Reliability of incremental backups based on partial backups?

How reliable/usable are incremental backups based off partial backups?

Where I work, our current setup is to take a full backup of all our databases once per day, and run incremental backups a few times per hour. To let us have individual backups of each database, so we can restore just one or two if necessary, we use partial backups. Specifically, the database name is passed to xtrabackup using the --databases option.

The problem is that, while searching for something else, I just ran across this note in Percona’s documentation: “It is not recommended to run incremental backups after running a partial backup.”

The current scheme bases each incremental off the previous one, and the first incremental of the day off the day’s full backup. Everything uses partials. I’m concerned that this means none of our incremental backups are usable. We have, fortunately, not yet encountered a situation where we’ve had to test this solution for real, so I don’t have real-world experience with how well our setup does or doesn’t work. I think what I’m wondering comes down to two questions, given that we want the ability to restore single databases to a point in time:

  • Should we use partial backups at all? If so, how reliable are they, and what dangers are there?

→ Stated goal A
In the backup question, rewrite the paragraph beginning "Where I work, our current setup" as a short bulleted list that keeps its main facts.
→ Stated goal B
Pick up the backup question after its last line and keep writing it.
The material after this point comes from a separate source.

→ Stored rows
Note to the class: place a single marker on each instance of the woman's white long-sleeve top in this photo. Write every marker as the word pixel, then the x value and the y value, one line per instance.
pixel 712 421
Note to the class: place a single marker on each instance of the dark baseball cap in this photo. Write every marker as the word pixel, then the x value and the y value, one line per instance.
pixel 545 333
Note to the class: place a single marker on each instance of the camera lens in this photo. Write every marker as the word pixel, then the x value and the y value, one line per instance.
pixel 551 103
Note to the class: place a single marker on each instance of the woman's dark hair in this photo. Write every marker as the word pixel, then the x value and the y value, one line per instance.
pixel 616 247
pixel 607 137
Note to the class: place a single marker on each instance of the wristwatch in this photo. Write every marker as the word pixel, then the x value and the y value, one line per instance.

→ Response A
- A full backup of all databases is taken once a day.
- Incremental backups run a few times an hour.
- Partial backups give each database its own backup, so one or two databases can be restored alone.
- Each database name is passed to xtrabackup with the --databases option.

→ Response B
  • Should we switch to not using partials at all? In that case, could we still restore just one database, without touching any other databases in our MySQL instance?

We use Xtrabackup to guard against rogue queries, a failing server, and other mishaps. We have server-level backups and other precautions for more serious disasters. Xtrabackup isn’t our sole protection, so restoring specific databases to specific times without impacting the entire server is the main goal. If a bad query messes up db1 and we have to restore it to how it was an hour ago, that shouldn’t mean we also have to revert db2 and db3 and lose everything in those databases from the last hour.

Thanks for any input. Oh, we use MySQL 8.0, have only InnoDB tables, and have each table in its own file, in case those factors matter.

Hello @AlexHall,

This is going to be difficult, in general, FYI. So you might want to practice this and have a runbook created. The reason for this is because of how you actually doing point-in-time recovery in MySQL. First, you have perform a restore of the database files, then you have to replay the binary logs from the point of backup, up to the point of failure.

You cannot filter the binary log playback, so you must replay everything that happens between time A and time B, for all tables in all databases. This is what makes the partial backups an impractical thing to do.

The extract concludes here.